> **Exercise**: Copy the records from the line with "# target: front steps" up to and including the line with "250 287 L 248", keeping every character unchanged.

☆ ☆ ☆ ☆ ☆ ☆ ☆

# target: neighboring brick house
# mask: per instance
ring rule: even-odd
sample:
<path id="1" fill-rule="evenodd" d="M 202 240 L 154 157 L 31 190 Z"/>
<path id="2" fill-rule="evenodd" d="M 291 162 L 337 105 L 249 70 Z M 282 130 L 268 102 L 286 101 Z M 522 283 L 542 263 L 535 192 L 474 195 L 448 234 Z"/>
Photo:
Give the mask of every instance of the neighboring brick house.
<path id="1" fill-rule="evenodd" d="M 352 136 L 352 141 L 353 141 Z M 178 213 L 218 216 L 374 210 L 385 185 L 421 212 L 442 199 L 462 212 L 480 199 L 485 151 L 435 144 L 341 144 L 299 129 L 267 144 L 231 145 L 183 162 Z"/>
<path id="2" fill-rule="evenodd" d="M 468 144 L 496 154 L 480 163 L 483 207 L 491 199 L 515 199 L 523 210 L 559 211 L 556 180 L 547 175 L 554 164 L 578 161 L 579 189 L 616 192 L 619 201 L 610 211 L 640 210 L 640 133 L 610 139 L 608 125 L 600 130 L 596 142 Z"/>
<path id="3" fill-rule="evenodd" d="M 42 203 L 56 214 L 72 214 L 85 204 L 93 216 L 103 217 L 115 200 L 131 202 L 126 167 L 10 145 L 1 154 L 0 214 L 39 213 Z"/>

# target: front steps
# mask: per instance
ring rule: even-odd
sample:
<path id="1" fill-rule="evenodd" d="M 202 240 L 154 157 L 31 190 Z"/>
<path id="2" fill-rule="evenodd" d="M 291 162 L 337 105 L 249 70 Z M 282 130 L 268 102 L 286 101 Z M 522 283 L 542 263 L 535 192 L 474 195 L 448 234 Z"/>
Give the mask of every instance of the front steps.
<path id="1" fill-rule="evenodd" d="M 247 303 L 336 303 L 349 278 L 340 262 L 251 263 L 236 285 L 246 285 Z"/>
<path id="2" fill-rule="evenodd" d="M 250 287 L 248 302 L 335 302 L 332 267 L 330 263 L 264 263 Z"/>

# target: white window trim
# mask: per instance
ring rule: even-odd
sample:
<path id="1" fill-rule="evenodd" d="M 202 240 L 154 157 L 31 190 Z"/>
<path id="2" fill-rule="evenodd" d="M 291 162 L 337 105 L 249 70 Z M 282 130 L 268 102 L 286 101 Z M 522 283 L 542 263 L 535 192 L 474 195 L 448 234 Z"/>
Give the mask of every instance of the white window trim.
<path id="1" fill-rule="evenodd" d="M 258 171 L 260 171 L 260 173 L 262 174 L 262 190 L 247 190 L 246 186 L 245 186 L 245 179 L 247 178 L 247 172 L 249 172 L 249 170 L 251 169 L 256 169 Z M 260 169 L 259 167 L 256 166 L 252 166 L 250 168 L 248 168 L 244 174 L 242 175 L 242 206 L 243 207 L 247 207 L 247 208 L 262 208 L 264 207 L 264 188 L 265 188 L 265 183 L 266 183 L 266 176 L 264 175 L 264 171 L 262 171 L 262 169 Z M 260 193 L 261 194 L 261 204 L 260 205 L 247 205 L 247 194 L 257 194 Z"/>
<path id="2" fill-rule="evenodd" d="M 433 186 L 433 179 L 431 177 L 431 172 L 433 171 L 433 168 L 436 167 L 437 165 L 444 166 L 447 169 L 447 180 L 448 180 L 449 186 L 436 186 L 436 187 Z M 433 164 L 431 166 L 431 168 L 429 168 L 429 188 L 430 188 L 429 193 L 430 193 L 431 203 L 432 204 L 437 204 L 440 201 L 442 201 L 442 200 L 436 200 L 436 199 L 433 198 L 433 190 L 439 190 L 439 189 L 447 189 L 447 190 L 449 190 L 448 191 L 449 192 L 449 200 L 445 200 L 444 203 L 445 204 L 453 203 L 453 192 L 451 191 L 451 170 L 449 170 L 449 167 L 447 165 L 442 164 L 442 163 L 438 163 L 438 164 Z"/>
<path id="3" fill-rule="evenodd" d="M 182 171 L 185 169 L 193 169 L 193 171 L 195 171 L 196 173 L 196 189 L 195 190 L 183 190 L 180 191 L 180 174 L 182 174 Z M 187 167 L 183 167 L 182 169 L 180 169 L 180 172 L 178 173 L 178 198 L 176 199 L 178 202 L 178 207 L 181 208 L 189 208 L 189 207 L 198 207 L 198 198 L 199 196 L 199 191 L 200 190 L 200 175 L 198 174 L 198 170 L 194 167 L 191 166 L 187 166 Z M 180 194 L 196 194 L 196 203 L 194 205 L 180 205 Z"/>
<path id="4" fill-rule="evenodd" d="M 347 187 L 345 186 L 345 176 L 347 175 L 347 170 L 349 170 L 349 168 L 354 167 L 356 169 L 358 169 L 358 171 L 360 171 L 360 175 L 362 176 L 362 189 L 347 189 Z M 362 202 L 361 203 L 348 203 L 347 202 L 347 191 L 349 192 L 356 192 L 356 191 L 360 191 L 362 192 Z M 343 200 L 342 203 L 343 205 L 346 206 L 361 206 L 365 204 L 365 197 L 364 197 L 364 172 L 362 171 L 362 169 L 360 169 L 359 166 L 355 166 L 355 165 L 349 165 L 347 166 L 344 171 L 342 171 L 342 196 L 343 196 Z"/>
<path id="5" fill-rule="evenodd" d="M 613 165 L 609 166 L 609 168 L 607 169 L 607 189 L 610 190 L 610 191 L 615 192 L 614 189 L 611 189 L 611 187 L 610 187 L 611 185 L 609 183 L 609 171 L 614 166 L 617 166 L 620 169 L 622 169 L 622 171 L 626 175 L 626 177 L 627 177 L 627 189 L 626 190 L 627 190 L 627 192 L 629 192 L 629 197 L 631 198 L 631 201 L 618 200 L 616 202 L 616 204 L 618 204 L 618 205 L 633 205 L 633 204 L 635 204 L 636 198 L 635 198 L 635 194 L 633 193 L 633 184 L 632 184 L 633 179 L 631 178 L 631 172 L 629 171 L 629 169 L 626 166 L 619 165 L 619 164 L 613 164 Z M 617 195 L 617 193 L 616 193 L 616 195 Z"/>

☆ ☆ ☆ ☆ ☆ ☆ ☆

> **Solved problem**:
# target: front steps
# mask: per instance
ring rule: even-odd
sample:
<path id="1" fill-rule="evenodd" d="M 202 240 L 154 157 L 31 190 Z"/>
<path id="2" fill-rule="evenodd" d="M 291 162 L 337 105 L 249 70 Z M 282 130 L 268 102 L 286 101 Z M 522 283 L 542 263 L 535 192 L 474 195 L 448 234 Z"/>
Give the mask of every instance of the front steps.
<path id="1" fill-rule="evenodd" d="M 247 303 L 336 303 L 349 278 L 340 262 L 251 263 L 236 285 L 246 285 Z"/>
<path id="2" fill-rule="evenodd" d="M 250 287 L 248 302 L 335 302 L 332 267 L 330 263 L 264 263 Z"/>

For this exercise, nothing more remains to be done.